* _Tasks_
#1 According to the road trip account, how many workmen carved the Mount Rushmore faces, and over what period?
#2 Continue the road trip account from its final sentence.

* _Page excerpt_
## BEGIN

From Atlanta we headed North West through the hills of Tennessee. I was ecstatic. Remember our trip to Gatlinburg to see the fall colors? I wrote about this wondrous place so I won’t dwell on it now. We reached St. Louis, Missouri very late at night after a whole day of driving. All the exhaustion of packing, moving and driving across states caught up with us and we decided to spend another day in Missouri.

The next day we went on a riverboat ride near the Gateway Arch. The Mississippi river is anything but pretty. The water is brown and murky. The buildings on the banks are old and dilapidated. We could barely hear our tour guide’s voice over the speakers – given that we were with an unruly and loud bunch of school kids. After the boat ride we walked past the towering Arch to a verdant stretch of trees lining either side of a walkway, generously sprinkled with benches. We sat down and enjoyed the twittering of birds and watched the squirrels scurrying by.

Earlier that day I had called J to let her know I was in Missouri and asked if we could meet. I had very slim hopes of meeting her given that it was a week day and she worked and had two young children to take care of. But she swung by later and I got to see my school friend after like 20 years. Back then we both wore pigtails and canvas shoes and the most stressful thing in our lives was Calculus! Now we were both moms – managing jobs, kids and a home. Her kids are adorable and played happily with mine. We chatted happily for an hour or so before we had to call it a day and hit the sack (or in our case the plush hotel beds).

We drove out of St. Louis and across the state of Missouri just as the sun’s first rays lit up the ‘amber waves of grain’. The rest of Missouri was not quite like St. Louis. It had barns, vast open spaces and endless fields. We drove through Iowa and a bit of Nebraska before we passed the South Dakota border. The landscape changed. We were no longer in the plains. Hills and valleys appeared in the horizon. The road itself went up and down meandering around the hilly terrain. Very soon the black hills of South Dakota were visible. We drove across the state of SD to get to Hill city. Our hotel was nestled in the Black Hills State Forest area in an idyllic little town with quaint shops and restaurants. We ate a hearty meal of pasta with marinara, fettuccini alfredo, grilled cheese sandwiches, French fries and chicken burger. After eating at fast food joints and pizzerias along the route this was food paradise. The dessert menu was on display at the front of the restaurant. It would have been sinful to leave without sampling their cheesecake. So after tucking into a generous slice we headed to the Black Hills Forest proper to see the Mount Rushmore lighting ceremony. The faces of four great Presidents were carved on granite rocks by 400 workmen over a period of 14 years. The planning and execution of such a grandiose project had to be the work of a genius – Gutzon Borglum. Even today so much work goes into preserving this monument. Sensors and monitors catch changes in the rock faces. Cracks due to weathering have to be painstakingly repaired.

## END

* _Records shown_
## BEGIN

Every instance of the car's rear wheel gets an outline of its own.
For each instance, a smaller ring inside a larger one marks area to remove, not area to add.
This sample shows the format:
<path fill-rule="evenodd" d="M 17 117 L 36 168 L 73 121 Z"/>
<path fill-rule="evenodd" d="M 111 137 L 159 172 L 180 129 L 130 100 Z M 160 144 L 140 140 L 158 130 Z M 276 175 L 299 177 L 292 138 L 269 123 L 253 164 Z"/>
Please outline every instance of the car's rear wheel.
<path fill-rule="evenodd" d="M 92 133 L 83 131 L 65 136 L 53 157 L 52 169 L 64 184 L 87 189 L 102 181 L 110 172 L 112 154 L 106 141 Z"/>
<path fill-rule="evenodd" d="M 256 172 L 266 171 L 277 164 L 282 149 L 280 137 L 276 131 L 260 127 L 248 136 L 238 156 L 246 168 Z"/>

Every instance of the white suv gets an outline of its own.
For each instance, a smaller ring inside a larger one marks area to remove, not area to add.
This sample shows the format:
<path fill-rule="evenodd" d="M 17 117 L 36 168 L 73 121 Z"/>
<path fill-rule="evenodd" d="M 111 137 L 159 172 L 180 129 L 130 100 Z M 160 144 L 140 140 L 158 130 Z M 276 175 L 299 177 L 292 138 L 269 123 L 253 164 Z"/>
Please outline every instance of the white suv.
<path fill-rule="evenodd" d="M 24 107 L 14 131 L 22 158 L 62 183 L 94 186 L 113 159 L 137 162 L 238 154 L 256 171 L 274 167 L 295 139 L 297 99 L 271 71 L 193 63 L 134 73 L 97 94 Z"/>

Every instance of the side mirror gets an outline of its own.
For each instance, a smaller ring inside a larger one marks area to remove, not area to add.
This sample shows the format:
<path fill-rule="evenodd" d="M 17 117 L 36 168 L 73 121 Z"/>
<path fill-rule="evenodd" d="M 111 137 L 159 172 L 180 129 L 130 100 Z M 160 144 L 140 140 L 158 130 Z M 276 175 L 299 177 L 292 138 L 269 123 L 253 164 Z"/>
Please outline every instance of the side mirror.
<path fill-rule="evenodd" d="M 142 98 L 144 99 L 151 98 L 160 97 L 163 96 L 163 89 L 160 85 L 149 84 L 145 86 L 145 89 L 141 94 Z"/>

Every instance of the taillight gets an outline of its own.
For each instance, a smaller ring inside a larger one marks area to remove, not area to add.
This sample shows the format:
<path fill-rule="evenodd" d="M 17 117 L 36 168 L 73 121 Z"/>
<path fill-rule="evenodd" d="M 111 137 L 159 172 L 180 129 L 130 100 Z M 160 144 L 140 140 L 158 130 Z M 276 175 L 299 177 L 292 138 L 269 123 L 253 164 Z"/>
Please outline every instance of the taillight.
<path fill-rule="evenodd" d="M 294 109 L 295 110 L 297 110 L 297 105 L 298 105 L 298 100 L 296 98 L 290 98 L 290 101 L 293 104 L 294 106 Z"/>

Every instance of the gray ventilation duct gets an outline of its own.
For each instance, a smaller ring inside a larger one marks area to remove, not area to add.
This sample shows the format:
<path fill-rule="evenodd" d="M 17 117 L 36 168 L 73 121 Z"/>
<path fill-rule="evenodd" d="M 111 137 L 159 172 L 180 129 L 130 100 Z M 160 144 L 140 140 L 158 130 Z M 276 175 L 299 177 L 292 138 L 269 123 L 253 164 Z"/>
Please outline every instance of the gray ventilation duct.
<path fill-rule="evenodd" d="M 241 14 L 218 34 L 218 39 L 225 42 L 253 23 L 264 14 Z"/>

## END

* _Answers for the tasks_
#1 400 workmen over a period of 14 years.

#2
We stood in front of the dark giant rock face and watched a documentary about George Washington, Lincoln, Roosevelt and Jefferson. Far away bolts of lightning split the sky and a cold drizzle made us huddle under our jackets. As they played the star spangled banner, the faces on the rocks lit up and a sense of patriotism rose from every soul present there. The ceremony ended with honoring veterans and U.S. military service men and women that were present.

The next morning we headed back to see the monument in daylight. I could see Roosevelt’s glasses as we walked down a trail to vantage points that offered a closer view of each of the faces. After that we headed to Custer State Park to view wildlife. One didn’t really have to go to  a forest to see wildlife in this part of the world! Just driving down the road we saw white tail deer, bob cats and mule deer. We drove for what seemed like hours without spotting a single animal in the State Park. And then it started raining down on us. Our hopes of seeing any wildlife were gone. I almost cried. We didn’t come so far to go back without seeing even a single bison.

The rain finally relented and we drove a few feet to see a line of motorists parked on the road and on the grassy plains were bison! Plenty of them, munching on the wet grass with little calves in tow that were romping around gleefully. It was such a wondrous sight. We parked and stared and took pictures of these hairy natives of the land. Up ahead we saw pronghorn antelope and some burros walking on the side of the road. After lunch we started towards the neighboring state. This part of the country is so beautiful that one day did not suffice to see everything it had to offer. SD deserved a whole week of exploration. The Black Hills, the Native American Culture, wildlife and so much more to see. But we had miles to go and a schedule to stick to.

The air got cooler as we reached Wyoming. The Great Plains of South Dakota with its ‘spacious skies’, hills and valleys and crosswinds were behind us. Wyoming’s ‘purple mountain majesties’ rose up in the twilight. We drove by acres and acres of land with cattle ranches and barns. We wondered how anyone could live here without cellphone coverage, neighbors that were so far away that they were invisible and a neighboring town that had a population of maybe 80 residents. As we drove past the local pub everyone stopped talking and watched our ‘strange’ car pass by.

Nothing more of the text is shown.